- [DOCUMENT PASSAGE]
....
Thanks man, yea the floor is real easy just a royal pain in the ass to get level, but once it's level it's solid as a rock!


----------



## ericogg (Mar 30, 2012)

How does that anti slip stuff you added to paint seem to work out? I was thinking about doing the same for my boat but wasn't sure how well I'd like it


----------



## Mass_Bass (Mar 30, 2012)

Just a quick question on what type of screws (hardware) guys are using to mount the plywood to benches or like you did to the bow of your boat...

Looks great - thanks...


----------



## JamesM56alum (Mar 30, 2012)

Well the floor on the front i drilled and put 3 carraige head bolts with nylon locking nut's and then to mount to the benches it depends on if it's a sealed bench, if it's a sealed bench it need's to be long course thread stainless self drilling bolts, and if it's open bottom just a stainless nut and bolt is all you need.

The antislip stuff work's wonders, at first i wasnt impressed since it took 3 coats to get it to stick pretty good, after you let it cure and sit for a few days it gets really solid as a rock.


----------



## ericogg (Mar 31, 2012)

Well that's good to hear. Did you use any type of sealer for the wood or did you just put that straight on the wood?


----------



## JamesM56alum (Mar 31, 2012)

Helmsman sparr is the best sealer out there, but i would suggest sanding the wood after you seal it before you try to paint because the first time i tried to paint it, the paint didnt stick so i had to do a light sand with some 80grit and that did the trick.

Also had to redo the bulge pump, the velcro didnt hold as well as i would have liked so i just drilled and mounted it to the transom brace.

Well she went out on the water today for an all day run, old girl did awesome but sadly didnt get a single bite all day on 3 different lakes. 

Here's some pic's from last night and today at the lakes.


----------



## acwd (Mar 31, 2012)

Looks good! Ride pretty good? Water looks choppy. So did the wife approve? Cant wait to get my boat done!

Steve


----------



## JamesM56alum (Apr 1, 2012)

Water was really crappy, that was the calm side of the lake cause it was on the bottom side of the hill, but the boat ran awesome and cut through the water like a knife, but me an the wife were both seriously pissed off at the weather man cause it was supposed to be 70 that day but it never broke 45 for the high, weather man seriously botched that one.


----------



## Jdholmes (Apr 2, 2012)
....
- [EXTRACTED ENTRIES]
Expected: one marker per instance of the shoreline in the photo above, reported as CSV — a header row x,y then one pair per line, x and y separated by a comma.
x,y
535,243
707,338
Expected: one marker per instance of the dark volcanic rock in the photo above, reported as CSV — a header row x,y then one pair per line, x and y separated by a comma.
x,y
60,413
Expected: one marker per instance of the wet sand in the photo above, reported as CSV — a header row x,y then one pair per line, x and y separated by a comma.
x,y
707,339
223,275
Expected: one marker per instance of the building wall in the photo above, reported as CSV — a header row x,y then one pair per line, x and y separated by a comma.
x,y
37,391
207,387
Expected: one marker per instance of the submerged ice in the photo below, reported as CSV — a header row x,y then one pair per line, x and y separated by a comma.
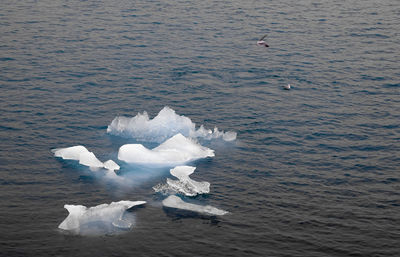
x,y
175,151
165,125
184,184
81,154
101,219
175,202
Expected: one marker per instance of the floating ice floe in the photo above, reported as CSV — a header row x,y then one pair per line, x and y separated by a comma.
x,y
101,219
165,125
184,185
175,202
175,151
81,154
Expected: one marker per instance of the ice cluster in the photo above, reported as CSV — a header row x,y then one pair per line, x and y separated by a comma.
x,y
175,202
184,185
101,219
81,154
165,125
175,151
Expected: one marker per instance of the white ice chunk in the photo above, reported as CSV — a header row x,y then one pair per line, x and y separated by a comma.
x,y
90,160
81,154
176,150
174,201
70,153
103,219
111,165
184,185
166,124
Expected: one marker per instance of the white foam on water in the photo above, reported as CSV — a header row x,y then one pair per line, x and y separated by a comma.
x,y
175,151
165,125
98,220
184,184
174,201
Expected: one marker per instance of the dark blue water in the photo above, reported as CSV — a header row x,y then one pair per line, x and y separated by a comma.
x,y
314,170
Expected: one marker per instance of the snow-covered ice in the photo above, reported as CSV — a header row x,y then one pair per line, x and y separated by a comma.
x,y
175,151
101,219
165,125
81,154
184,185
175,202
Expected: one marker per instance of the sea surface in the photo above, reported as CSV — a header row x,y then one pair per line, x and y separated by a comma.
x,y
314,170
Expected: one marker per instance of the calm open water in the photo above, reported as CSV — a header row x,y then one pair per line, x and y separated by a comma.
x,y
314,170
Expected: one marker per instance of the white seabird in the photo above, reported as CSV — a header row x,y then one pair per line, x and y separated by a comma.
x,y
261,42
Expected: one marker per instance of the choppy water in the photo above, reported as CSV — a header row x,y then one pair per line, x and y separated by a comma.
x,y
315,171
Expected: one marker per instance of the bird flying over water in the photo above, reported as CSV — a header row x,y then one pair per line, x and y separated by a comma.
x,y
261,42
287,87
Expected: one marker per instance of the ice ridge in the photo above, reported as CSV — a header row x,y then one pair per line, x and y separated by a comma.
x,y
163,126
175,202
184,185
175,151
100,219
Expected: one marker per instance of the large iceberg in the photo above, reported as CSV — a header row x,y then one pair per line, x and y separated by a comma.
x,y
184,184
165,125
81,154
175,202
175,151
98,220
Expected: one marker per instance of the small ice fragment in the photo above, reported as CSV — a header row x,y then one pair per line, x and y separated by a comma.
x,y
173,201
111,165
81,154
176,150
184,185
70,153
100,219
166,124
89,159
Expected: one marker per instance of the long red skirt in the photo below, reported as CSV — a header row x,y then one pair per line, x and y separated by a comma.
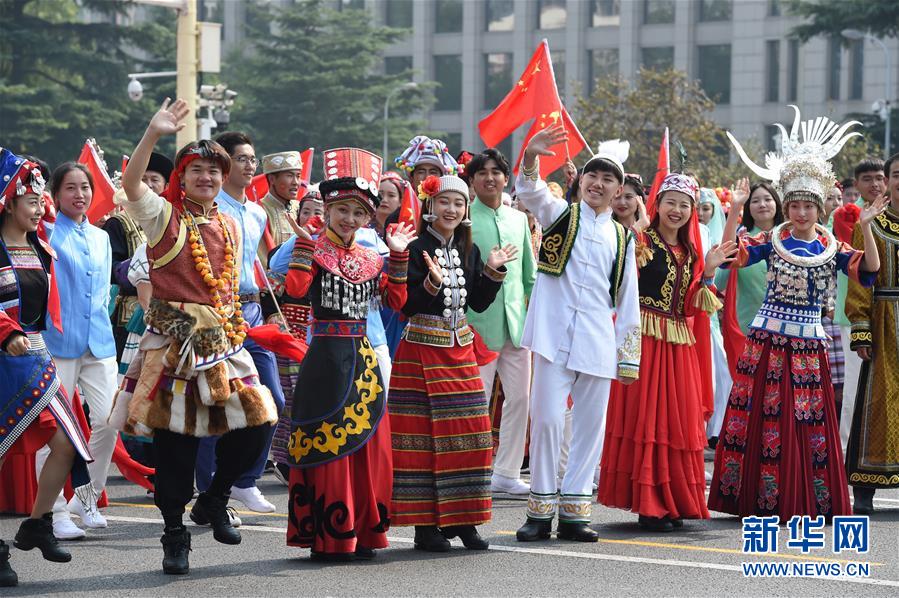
x,y
652,461
442,446
779,449
335,507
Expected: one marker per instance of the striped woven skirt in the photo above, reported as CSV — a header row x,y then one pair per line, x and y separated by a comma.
x,y
442,445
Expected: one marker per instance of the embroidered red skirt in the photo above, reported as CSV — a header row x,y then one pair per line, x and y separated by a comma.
x,y
335,507
442,444
779,449
652,461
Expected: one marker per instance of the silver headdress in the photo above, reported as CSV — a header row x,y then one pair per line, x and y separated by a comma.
x,y
801,170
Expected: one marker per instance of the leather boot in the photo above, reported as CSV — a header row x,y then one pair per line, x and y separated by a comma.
x,y
428,538
176,549
576,531
864,500
656,524
468,534
534,529
8,577
38,533
214,510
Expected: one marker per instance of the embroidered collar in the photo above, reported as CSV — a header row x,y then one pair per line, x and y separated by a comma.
x,y
784,230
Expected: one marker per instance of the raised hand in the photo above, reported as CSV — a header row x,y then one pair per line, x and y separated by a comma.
x,y
435,272
874,209
719,254
500,256
398,238
740,193
169,119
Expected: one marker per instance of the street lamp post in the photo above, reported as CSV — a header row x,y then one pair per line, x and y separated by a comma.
x,y
855,34
404,86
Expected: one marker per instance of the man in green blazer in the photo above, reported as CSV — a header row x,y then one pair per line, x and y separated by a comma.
x,y
494,223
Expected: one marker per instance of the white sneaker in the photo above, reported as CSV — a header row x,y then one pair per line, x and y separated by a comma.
x,y
88,512
65,529
501,483
253,499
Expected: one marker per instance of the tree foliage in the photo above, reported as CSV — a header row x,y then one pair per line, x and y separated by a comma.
x,y
829,17
63,80
640,113
317,81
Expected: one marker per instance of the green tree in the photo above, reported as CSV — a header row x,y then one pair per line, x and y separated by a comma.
x,y
63,80
316,80
640,113
877,17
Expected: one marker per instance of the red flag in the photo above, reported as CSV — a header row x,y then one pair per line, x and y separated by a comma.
x,y
102,203
259,186
662,169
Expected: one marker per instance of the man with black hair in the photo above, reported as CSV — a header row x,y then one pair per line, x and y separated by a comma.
x,y
501,325
872,456
585,296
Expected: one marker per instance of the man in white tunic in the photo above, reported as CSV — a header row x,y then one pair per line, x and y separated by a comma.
x,y
583,326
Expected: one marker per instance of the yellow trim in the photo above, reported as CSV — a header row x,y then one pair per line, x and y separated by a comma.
x,y
175,250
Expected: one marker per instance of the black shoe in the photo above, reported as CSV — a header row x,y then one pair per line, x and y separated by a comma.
x,y
656,524
533,530
365,554
8,577
214,511
38,533
576,531
428,538
175,546
864,500
468,534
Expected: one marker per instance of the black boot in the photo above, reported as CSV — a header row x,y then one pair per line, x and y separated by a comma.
x,y
468,534
8,577
576,531
428,538
864,500
38,533
534,529
214,510
175,547
656,524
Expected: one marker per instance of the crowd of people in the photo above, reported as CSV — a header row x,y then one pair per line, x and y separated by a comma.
x,y
368,334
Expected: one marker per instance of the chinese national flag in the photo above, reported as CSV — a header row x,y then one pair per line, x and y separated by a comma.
x,y
259,186
662,170
534,97
102,203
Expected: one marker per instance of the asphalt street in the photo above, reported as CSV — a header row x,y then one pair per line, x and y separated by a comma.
x,y
702,559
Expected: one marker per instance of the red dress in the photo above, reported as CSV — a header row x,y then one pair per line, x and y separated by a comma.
x,y
652,460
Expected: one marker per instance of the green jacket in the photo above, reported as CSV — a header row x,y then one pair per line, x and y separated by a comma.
x,y
504,319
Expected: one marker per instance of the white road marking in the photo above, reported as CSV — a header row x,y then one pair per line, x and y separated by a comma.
x,y
565,553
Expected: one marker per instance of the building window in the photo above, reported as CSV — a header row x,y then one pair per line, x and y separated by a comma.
x,y
448,75
395,65
500,15
834,63
856,68
602,64
792,70
772,138
398,13
658,11
448,16
497,78
659,59
713,71
552,14
605,13
715,10
772,65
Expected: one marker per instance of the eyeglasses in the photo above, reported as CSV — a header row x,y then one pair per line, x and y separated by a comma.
x,y
244,160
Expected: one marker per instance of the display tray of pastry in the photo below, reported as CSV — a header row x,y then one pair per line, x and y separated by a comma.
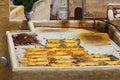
x,y
53,45
53,41
65,57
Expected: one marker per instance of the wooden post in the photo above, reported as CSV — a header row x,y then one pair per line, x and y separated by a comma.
x,y
4,26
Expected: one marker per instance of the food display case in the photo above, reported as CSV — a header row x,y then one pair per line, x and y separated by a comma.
x,y
64,50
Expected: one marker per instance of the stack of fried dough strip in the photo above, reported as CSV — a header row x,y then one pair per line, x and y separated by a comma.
x,y
54,54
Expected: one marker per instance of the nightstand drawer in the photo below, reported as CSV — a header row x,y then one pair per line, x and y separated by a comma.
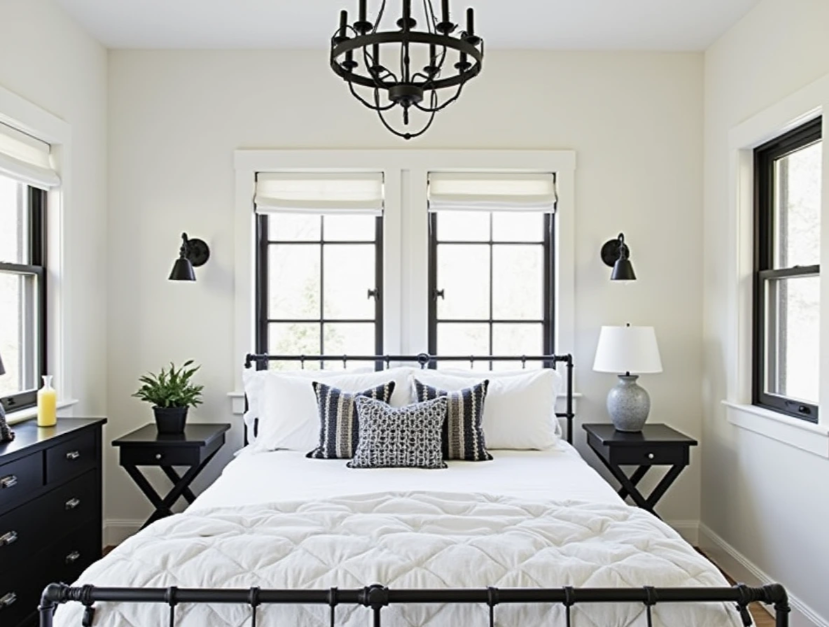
....
- [GOAL] Rewrite the boat forum thread passage that opens with the words containing "## JamesM56alum (Mar 31, 2012)" and closes with "the transom brace.", putting "zip ties" wherever "velcro" stands.

- [OUTPUT FOR THIS TASK]
## JamesM56alum (Mar 31, 2012)

Helmsman sparr is the best sealer out there, but i would suggest sanding the wood after you seal it before you try to paint because the first time i tried to paint it, the paint didnt stick so i had to do a light sand with some 80grit and that did the trick.

Also had to redo the bulge pump, the zip ties didnt hold as well as i would have liked so i just drilled and mounted it to the transom brace.